Location annotation dataset excerpts

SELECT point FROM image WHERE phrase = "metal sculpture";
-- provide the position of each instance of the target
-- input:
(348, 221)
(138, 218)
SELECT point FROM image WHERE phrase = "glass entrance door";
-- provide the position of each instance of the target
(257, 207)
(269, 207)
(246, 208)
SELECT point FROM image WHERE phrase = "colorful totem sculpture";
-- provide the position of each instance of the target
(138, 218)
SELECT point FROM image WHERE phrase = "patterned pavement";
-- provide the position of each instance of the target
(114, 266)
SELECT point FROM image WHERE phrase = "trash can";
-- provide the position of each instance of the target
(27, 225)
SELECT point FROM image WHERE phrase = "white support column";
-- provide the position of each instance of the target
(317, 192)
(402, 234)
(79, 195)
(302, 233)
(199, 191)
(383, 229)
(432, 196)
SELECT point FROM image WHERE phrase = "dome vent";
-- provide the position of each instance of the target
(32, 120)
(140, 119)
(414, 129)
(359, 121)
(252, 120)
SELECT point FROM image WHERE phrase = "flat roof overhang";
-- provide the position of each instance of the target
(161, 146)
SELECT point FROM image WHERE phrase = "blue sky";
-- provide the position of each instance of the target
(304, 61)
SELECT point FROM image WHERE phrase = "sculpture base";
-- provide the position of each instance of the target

● Aim of the exercise: Copy every one of the rows above word for word.

● Expected answer:
SELECT point FROM image WHERE phrase = "metal sculpture";
-- provide the position of each instance of the target
-- input:
(348, 221)
(138, 218)
SELECT point FROM image WHERE phrase = "glass entrance door";
-- provide the position of each instance of the target
(257, 207)
(269, 207)
(246, 208)
SELECT point FROM image WHERE phrase = "colorful totem sculpture";
-- provide the position of each instance of the target
(138, 218)
SELECT point FROM image WHERE phrase = "patterned pavement";
-- provide the position of each instance of the target
(114, 266)
SELECT point FROM image WHERE phrase = "trash can";
-- provide the position of each instance of the target
(27, 225)
SELECT point FROM image WHERE phrase = "white support column";
-- provide the position of each instance of the target
(317, 192)
(402, 234)
(79, 195)
(302, 233)
(199, 191)
(383, 229)
(432, 196)
SELECT point FROM image WHERE phrase = "dome vent";
-- provide the position of each instance of the target
(32, 120)
(140, 119)
(414, 129)
(359, 121)
(252, 120)
SELECT point FROM image WHERE phrase = "flat roof overhang";
-- provide the position of each instance of the target
(161, 146)
SELECT point FROM image WHERE phrase = "blue sky";
-- provide the position of each instance of the target
(304, 61)
SELECT point FROM image WHERE phrase = "sculpture base";
-- provide the position of each instance of the target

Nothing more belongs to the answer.